*Exercise brief:* Using "with" as the search string, find the matching lines below and copy them.

*Material for this task:*

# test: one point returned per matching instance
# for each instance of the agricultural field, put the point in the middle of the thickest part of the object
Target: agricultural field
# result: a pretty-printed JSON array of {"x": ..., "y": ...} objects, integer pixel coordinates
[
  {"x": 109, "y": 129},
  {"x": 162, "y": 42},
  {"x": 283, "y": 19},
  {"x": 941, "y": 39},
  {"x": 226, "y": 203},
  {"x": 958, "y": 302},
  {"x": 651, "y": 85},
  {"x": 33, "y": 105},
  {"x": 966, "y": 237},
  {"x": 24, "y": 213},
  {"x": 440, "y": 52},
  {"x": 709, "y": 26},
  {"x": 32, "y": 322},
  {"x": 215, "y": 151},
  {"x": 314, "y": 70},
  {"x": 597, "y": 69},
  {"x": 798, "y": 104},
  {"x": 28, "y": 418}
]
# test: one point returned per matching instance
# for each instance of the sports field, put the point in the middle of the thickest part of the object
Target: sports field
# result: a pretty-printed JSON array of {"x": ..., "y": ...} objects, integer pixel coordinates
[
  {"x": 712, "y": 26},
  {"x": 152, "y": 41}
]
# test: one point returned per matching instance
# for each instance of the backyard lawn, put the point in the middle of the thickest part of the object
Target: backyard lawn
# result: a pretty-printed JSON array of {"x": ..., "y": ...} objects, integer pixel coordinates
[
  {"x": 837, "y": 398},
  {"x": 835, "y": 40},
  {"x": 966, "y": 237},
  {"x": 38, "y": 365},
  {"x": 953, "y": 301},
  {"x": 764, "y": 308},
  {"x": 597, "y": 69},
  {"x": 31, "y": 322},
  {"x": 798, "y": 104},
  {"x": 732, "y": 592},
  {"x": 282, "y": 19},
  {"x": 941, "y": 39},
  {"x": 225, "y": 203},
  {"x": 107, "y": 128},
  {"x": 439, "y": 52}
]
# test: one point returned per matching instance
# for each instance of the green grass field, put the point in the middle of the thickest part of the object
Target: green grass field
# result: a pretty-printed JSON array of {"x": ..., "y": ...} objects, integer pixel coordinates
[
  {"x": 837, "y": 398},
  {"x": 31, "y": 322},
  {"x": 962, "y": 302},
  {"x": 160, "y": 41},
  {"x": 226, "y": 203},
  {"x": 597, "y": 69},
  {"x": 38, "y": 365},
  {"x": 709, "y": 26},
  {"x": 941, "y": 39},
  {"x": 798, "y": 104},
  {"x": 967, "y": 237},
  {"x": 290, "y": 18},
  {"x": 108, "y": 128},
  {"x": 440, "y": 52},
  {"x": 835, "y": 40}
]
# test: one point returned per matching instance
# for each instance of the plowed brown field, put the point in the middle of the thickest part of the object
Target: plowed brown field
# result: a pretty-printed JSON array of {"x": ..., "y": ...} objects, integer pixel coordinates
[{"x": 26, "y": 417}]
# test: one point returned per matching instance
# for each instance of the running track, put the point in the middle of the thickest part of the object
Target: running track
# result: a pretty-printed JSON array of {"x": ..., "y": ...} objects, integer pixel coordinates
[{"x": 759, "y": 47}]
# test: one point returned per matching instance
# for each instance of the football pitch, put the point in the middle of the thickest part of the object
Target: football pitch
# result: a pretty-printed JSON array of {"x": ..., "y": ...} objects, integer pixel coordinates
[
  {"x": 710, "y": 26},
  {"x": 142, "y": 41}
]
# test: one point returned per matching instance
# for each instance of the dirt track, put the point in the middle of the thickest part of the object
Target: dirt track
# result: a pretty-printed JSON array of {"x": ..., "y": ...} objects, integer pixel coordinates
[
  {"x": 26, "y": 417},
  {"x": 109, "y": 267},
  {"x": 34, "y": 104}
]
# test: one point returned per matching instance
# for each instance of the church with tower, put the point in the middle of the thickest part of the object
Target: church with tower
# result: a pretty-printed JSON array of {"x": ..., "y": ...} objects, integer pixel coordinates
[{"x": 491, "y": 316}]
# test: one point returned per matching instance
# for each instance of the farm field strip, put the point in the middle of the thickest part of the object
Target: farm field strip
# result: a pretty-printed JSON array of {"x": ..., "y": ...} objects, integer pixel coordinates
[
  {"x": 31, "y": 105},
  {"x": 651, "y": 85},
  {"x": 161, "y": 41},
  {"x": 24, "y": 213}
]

*Written answer:*
# for each instance of the church with tower, put the point in the middle of the thickest part of the object
Target: church with tower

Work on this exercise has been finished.